Work instruction A:
Please copy the post on compiler optimizations word for word, from "That’s pretty much" through "Edit’n’Continuable during debugging.", inclusive.
Work instruction B:
Answer these questions from the post on compiler optimizations:
(i) Which team is left to worry about optimizing code once it is turned into machine code?
(ii) What common format might future C# and VB compilers output?
(iii) Which browser is named as one that figures out the unclosed element?

That’s pretty much it. These are very straightforward optimizations; there’s no inlining of IL, no loop unrolling, no interprocedural analysis whatsoever. We let the jitter team worry about optimizing the heck out of the code when it is actually spit into machine code; that’s the place where you can get real wins.


(*) A small lie. There is some interaction between the two when we generate the attributes that describe whether the assembly is Edit’n’Continuable during debugging.

Comments

  • Anonymous
    June 11, 2009
    An awful lot of these optimizations (maybe all) are language-independent.  Do you share the optimizer with VB?  Indeed, it looks like you could write an optimizer that reads IL and writes better IL.  Other than compilation efficiency, is there any reason this isn't done? You are not the first person to notice this. :-) We could do that. Or, one of the things we are considering for future versions of C# and VB is to have the compilers output a common "semantic tree" format which can be fed into a common metadata emitter and/or IL generator. However, it's not yet clear whether this would be a net win from a cost-vs-benefit analysis. We have two IL generators that work perfectly well; why throw away much of that existing, debugged code and spend a few months writing a common infrastructure in order to achieve a false economy of shared code? It seems potentially penny-wise, pound-foolish. We'll make the decision that is right for the business case. -- Eric

  • Anonymous
    June 11, 2009
    I apologize for a comment about the format of the post, rather than about the post itself, but... Very often in this blog, I find that once text formatted as "code" appears, all of the text following that remains formatted as "code" rather than reverting back to the normal format. I looked at the HTML source, and I can see that although most of the HTML is valid XML, with each <p> tag having a corresponding </p> close tag, when the <span class="code"></span> shows up, the <p> element is NOT properly closed. In this particular post, the example would be the first section of text where the compiler options are described.  The entire paragraph is contained by a <span class="code"> element, and there is an open <p> tag, but no close <p> tag. Whose bug is this?  I'm not sure.  The DOCTYPE for the page isn't XHTML, so technically a <p> tag need not have a close tag.  On the other hand, when a <p> tag doesn't have a close tag, I believe that the <p> element is considered to continue until the next block element, which in this case is the next <p> element.  Because the <p> tag for the compiler options text is inside the <span class="code"> element, this means that logically, the <p> element and <span> element overlap, which isn't allowed even in HTML (unclosed elements are allowed, but otherwise the same hierarchical rules apply). To further confuse the issue, some browsers figure it out (e.g. Opera) and others don't (e.g. Safari).  Presumably in the case where the text is displayed as expected, the HTML parser auto-closes any unclosed elements contained within an element that is being closed. Anyway, I thought I'd mention this, in the hopes that it's simple to fix the problem. I have no idea how the HTML is actually being generated, and I suppose if it's auto-generated by some utility, it might be hard to request and/or have implemented a bug-fix so that the <p> element is correctly closed even when contained within a <span> element. But, if it's being hand-generated, or generated by something that is easily fixed, it sure would be helpful to those of us using certain browsers.  :) Thanks!

Stored data entries
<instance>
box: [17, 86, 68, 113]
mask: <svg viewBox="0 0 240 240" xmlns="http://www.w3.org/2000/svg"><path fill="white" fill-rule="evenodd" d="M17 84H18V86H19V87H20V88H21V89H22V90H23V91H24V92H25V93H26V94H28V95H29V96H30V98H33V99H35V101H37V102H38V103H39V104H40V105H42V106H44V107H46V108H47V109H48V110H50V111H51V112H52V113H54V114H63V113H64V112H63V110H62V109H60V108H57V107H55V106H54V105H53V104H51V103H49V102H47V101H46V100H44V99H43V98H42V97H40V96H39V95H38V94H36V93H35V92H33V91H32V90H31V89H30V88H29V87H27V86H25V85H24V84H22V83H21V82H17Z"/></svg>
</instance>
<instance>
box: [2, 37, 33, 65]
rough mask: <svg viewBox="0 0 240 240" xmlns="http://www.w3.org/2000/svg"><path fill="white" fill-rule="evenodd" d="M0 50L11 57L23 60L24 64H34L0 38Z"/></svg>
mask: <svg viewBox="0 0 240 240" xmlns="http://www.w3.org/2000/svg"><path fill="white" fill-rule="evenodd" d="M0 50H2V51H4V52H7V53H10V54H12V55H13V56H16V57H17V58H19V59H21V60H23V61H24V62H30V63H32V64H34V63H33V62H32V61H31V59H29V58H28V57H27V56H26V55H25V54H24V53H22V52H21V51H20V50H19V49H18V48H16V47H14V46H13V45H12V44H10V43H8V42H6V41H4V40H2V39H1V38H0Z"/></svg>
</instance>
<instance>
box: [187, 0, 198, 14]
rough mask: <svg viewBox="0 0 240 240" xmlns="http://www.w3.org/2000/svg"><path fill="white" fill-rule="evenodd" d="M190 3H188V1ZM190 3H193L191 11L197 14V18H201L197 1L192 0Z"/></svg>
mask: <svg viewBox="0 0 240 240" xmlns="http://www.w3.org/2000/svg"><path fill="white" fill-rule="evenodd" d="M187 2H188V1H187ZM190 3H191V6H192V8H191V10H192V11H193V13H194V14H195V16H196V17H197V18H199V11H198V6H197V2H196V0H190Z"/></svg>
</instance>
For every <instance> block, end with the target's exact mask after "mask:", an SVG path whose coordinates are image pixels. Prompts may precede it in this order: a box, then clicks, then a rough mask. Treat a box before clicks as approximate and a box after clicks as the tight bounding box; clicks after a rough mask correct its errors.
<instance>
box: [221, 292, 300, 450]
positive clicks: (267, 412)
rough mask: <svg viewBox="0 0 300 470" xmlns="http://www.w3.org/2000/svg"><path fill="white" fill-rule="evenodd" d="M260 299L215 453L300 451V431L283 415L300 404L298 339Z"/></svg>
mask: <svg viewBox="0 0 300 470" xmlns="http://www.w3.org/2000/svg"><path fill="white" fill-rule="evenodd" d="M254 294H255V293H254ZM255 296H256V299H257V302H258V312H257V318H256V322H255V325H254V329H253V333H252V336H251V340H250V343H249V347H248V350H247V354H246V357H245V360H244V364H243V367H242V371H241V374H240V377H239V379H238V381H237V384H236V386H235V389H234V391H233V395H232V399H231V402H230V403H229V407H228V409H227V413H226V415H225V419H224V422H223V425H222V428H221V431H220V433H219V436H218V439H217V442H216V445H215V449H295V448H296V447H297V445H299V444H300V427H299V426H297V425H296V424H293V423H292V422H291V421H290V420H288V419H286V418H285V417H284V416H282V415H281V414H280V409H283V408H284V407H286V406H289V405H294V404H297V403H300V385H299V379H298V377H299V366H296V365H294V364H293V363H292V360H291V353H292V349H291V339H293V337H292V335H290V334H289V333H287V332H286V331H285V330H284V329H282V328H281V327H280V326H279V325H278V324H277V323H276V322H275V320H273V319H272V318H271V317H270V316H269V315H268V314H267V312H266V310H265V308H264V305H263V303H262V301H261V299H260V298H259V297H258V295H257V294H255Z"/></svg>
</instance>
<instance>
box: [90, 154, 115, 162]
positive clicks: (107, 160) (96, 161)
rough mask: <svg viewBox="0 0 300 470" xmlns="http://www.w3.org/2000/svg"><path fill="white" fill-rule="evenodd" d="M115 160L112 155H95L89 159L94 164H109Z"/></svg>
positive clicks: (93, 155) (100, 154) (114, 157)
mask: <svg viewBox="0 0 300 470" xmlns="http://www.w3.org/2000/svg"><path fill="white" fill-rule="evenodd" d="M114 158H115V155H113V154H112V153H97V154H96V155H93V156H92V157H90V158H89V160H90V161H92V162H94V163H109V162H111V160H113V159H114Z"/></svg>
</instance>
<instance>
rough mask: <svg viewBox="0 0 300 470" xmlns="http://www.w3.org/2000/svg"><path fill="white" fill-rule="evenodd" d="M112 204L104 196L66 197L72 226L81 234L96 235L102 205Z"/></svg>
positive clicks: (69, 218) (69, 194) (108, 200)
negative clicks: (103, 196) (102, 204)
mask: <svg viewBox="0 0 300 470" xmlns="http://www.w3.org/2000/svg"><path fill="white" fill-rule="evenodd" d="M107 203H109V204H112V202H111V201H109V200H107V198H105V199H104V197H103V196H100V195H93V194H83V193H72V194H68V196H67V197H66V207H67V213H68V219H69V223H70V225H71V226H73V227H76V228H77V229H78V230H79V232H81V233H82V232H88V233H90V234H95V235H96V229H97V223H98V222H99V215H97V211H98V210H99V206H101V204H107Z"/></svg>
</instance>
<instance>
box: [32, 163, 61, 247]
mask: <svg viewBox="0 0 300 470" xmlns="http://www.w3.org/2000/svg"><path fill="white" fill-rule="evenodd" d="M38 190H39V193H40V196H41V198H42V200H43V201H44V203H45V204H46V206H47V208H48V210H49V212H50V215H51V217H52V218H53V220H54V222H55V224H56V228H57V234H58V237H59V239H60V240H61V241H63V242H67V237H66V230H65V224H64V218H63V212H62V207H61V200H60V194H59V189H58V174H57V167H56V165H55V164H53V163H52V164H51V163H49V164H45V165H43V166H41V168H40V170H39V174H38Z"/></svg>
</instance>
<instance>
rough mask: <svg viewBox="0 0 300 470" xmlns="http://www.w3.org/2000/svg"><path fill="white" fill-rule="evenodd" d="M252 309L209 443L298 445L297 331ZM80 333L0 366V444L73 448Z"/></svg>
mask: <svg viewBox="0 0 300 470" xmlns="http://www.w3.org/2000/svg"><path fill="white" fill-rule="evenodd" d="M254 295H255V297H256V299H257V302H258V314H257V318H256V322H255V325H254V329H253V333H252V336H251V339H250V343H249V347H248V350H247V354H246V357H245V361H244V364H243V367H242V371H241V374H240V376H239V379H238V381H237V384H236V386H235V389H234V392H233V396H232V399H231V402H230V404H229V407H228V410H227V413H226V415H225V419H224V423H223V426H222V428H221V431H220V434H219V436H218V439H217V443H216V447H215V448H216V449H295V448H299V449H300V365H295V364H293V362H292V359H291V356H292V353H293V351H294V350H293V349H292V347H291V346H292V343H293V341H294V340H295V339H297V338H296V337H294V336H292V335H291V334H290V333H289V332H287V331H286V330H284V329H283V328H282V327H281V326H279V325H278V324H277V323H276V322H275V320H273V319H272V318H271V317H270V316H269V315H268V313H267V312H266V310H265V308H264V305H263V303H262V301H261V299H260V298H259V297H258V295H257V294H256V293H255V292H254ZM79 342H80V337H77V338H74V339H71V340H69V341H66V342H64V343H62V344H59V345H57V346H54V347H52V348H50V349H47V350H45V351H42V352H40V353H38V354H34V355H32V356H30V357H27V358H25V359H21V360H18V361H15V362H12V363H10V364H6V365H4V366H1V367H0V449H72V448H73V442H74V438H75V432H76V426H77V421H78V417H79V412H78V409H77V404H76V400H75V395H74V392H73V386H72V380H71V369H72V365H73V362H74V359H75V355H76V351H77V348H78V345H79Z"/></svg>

Exercise result A:
That’s pretty much it. These are very straightforward optimizations; there’s no inlining of IL, no loop unrolling, no interprocedural analysis whatsoever. We let the jitter team worry about optimizing the heck out of the code when it is actually spit into machine code; that’s the place where you can get real wins.


(*) A small lie. There is some interaction between the two when we generate the attributes that describe whether the assembly is Edit’n’Continuable during debugging.

Exercise result B:
(i) The jitter team
(ii) A common "semantic tree" format
(iii) Opera